| What is needed |
Please copy every line from the following entries in which the word "green" appears.

◆ ◆ ◆ ◆ ◆ ◆ ◆

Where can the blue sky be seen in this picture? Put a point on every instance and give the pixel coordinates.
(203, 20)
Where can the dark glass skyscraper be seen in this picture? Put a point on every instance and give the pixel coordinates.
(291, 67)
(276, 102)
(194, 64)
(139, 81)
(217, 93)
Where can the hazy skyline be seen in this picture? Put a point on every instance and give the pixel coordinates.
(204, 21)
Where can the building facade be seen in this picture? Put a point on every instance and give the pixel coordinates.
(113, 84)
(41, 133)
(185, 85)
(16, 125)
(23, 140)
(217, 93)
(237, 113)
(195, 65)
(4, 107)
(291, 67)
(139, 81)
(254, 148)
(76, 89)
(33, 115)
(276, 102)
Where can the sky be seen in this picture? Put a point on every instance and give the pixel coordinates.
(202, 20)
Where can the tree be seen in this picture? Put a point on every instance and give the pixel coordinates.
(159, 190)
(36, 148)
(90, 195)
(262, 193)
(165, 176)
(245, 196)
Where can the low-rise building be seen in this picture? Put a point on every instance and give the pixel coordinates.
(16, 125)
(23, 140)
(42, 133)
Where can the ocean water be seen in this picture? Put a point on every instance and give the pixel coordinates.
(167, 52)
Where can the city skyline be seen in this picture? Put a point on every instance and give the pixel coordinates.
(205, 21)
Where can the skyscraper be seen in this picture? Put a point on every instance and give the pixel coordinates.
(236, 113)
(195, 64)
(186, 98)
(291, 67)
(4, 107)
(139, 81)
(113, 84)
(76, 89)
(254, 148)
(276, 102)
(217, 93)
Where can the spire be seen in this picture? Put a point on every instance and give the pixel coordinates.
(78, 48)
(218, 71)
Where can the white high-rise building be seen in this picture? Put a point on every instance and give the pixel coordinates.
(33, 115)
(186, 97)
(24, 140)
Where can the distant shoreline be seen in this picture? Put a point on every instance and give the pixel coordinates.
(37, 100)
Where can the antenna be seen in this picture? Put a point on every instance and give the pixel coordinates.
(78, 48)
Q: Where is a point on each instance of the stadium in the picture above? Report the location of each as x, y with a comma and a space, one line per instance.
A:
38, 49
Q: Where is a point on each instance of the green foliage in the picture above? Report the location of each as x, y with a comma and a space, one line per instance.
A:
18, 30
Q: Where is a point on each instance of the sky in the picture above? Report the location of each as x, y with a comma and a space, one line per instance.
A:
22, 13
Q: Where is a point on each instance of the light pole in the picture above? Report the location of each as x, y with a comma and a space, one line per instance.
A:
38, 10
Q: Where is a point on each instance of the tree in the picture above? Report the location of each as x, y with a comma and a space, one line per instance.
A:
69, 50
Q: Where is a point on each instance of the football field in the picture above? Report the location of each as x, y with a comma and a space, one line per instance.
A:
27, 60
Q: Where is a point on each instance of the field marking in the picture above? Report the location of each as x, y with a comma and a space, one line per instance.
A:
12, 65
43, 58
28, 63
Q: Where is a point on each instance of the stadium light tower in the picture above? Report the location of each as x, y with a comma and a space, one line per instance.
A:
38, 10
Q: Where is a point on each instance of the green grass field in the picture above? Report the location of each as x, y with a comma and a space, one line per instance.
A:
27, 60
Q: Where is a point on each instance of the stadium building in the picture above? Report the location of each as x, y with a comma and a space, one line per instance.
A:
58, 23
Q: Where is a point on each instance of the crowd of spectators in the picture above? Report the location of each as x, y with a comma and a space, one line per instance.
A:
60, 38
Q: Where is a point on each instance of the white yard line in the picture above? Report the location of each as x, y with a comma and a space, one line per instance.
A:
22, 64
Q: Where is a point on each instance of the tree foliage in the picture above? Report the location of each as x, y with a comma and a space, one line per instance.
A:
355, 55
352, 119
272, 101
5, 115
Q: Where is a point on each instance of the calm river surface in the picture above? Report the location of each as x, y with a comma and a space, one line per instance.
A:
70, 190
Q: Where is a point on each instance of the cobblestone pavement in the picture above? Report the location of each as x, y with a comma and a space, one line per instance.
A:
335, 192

◆ ◆ ◆ ◆ ◆ ◆ ◆

| Exercise solution |
Q: Where is a point on each instance of the green foliage in the picture above? Report the location of each as x, y with a comma and a space, one line per instance.
Q: Where is a point on each instance of the green grass field in the picture above? Report the location of each as x, y with a comma and a space, one line per instance.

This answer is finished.